Data excerpts
>>>

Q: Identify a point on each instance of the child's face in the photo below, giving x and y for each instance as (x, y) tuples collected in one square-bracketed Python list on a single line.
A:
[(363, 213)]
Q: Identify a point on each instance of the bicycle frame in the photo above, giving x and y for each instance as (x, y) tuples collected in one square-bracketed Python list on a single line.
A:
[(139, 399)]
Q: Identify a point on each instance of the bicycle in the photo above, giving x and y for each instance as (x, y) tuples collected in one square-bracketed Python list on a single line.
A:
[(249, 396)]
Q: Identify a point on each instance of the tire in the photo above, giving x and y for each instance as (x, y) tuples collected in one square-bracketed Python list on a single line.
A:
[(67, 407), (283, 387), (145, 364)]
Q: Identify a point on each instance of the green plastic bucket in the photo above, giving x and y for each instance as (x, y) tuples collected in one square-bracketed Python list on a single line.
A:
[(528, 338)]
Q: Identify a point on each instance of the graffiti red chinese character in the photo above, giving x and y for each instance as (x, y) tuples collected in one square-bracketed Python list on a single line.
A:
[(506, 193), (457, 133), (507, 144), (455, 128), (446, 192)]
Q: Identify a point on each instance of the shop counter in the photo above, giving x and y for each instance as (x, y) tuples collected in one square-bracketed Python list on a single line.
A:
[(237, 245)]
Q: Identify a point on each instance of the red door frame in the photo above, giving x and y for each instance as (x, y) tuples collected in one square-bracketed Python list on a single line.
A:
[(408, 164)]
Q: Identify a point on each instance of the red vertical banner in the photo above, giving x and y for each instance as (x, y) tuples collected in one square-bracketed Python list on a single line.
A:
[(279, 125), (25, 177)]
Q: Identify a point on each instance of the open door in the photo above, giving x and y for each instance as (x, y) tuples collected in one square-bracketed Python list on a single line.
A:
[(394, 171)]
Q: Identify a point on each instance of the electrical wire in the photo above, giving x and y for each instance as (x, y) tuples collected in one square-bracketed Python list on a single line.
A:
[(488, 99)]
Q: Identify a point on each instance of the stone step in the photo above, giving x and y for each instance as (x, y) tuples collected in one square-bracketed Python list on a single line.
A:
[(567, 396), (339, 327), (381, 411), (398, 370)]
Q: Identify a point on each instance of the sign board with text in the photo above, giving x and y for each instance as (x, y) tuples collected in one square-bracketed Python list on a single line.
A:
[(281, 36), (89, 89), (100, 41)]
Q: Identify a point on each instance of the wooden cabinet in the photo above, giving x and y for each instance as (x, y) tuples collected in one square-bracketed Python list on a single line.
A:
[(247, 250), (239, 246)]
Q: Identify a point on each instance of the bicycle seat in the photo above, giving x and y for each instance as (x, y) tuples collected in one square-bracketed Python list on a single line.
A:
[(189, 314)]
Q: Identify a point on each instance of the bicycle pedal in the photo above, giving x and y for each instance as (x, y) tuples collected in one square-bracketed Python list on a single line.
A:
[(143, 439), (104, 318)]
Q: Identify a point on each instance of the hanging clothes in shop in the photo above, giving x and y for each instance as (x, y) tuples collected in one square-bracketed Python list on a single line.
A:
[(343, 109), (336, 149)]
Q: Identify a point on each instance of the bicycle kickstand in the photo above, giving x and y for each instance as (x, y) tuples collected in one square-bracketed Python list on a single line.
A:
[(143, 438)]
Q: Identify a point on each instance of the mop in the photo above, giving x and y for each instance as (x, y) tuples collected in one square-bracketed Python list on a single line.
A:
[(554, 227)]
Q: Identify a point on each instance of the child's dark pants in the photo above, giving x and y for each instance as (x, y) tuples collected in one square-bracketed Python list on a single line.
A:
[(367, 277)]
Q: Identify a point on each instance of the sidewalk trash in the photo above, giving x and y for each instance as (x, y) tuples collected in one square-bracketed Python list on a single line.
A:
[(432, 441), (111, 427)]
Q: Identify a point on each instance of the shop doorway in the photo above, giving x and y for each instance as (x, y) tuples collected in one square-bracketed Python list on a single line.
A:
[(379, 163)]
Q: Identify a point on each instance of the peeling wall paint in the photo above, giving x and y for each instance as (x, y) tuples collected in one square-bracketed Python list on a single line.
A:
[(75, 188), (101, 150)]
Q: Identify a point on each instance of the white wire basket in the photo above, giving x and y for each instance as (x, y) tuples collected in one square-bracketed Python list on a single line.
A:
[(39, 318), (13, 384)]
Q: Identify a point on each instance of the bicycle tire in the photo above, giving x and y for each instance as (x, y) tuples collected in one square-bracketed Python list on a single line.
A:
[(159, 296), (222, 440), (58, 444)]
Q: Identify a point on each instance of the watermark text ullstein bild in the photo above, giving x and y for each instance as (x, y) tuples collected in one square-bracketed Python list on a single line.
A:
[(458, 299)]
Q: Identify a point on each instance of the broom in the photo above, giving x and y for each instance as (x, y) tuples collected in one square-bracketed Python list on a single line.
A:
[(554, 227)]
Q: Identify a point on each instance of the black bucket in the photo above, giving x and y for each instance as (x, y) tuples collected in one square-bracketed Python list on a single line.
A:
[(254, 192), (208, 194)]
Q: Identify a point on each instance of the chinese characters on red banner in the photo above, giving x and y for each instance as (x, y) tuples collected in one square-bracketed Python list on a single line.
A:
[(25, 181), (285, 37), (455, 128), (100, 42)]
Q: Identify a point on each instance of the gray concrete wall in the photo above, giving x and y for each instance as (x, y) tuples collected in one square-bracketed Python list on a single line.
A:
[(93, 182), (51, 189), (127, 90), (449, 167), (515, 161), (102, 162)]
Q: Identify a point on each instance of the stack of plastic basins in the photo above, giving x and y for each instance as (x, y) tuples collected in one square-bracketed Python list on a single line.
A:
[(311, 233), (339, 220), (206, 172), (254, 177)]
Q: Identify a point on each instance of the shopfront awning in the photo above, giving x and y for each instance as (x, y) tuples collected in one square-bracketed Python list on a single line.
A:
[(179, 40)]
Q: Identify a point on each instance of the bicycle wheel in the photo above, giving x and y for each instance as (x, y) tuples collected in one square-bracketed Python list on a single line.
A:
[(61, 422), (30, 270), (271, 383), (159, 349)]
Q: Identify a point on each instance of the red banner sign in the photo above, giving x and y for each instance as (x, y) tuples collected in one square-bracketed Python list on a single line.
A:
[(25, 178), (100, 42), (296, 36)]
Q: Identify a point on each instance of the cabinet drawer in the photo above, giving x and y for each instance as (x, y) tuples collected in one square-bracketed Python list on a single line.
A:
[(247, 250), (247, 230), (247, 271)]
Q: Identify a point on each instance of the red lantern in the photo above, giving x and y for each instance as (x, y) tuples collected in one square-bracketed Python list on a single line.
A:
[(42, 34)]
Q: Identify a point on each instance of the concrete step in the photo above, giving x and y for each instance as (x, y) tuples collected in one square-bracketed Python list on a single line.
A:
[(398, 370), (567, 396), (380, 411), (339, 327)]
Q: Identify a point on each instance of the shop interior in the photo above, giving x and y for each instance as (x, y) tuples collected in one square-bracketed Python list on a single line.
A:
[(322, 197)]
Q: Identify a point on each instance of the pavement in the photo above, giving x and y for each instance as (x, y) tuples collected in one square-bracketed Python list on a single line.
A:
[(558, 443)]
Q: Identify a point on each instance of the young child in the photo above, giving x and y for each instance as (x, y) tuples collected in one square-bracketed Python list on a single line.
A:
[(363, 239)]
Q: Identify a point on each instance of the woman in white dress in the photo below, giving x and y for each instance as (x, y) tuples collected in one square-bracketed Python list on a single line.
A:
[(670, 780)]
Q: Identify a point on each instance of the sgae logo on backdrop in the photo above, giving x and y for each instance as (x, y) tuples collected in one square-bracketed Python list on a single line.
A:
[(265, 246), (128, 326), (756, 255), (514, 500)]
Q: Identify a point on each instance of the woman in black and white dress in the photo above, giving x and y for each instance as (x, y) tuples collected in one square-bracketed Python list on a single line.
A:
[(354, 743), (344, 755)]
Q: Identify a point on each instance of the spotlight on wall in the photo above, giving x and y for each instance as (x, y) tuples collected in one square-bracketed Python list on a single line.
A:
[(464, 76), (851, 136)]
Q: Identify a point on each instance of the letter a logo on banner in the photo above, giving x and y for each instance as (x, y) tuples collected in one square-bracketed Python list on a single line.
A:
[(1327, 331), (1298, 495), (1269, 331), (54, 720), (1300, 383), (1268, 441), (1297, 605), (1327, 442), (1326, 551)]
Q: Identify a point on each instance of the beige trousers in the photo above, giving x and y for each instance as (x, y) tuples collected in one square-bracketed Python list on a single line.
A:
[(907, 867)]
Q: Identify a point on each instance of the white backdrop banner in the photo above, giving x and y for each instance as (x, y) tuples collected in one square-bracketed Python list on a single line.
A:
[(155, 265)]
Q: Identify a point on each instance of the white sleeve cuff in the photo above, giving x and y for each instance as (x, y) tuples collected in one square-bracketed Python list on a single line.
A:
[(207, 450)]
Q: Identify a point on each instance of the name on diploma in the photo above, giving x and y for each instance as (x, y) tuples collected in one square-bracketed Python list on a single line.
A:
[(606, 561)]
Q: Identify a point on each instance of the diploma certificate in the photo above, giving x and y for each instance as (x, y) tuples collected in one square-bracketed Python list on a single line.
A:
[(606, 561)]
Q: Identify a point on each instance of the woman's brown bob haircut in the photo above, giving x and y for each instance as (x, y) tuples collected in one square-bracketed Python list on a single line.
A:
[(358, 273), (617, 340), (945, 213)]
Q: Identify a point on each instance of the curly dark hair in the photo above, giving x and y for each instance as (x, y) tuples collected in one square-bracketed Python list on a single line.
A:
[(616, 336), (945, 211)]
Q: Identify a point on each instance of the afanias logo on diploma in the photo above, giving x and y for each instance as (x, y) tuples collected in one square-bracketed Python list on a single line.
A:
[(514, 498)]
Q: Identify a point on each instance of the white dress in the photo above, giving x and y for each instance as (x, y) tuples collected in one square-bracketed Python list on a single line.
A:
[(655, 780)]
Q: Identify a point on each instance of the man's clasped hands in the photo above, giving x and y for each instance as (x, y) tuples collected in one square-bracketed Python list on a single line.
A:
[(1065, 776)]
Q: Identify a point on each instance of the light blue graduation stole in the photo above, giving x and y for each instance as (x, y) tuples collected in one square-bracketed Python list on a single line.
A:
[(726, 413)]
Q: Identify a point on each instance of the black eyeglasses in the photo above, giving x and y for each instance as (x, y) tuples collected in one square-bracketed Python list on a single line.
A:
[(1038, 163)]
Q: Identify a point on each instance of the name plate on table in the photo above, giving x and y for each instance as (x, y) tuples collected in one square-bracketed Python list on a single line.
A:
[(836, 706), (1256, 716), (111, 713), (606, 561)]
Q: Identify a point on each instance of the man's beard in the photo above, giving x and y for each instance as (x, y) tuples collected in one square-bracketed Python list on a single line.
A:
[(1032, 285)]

<<<

== WHAT IS REQUIRED ==
The answer should be a single number: the count of lines in the data that include the string "step".

== ANSWER FOR THIS EXERCISE ==
2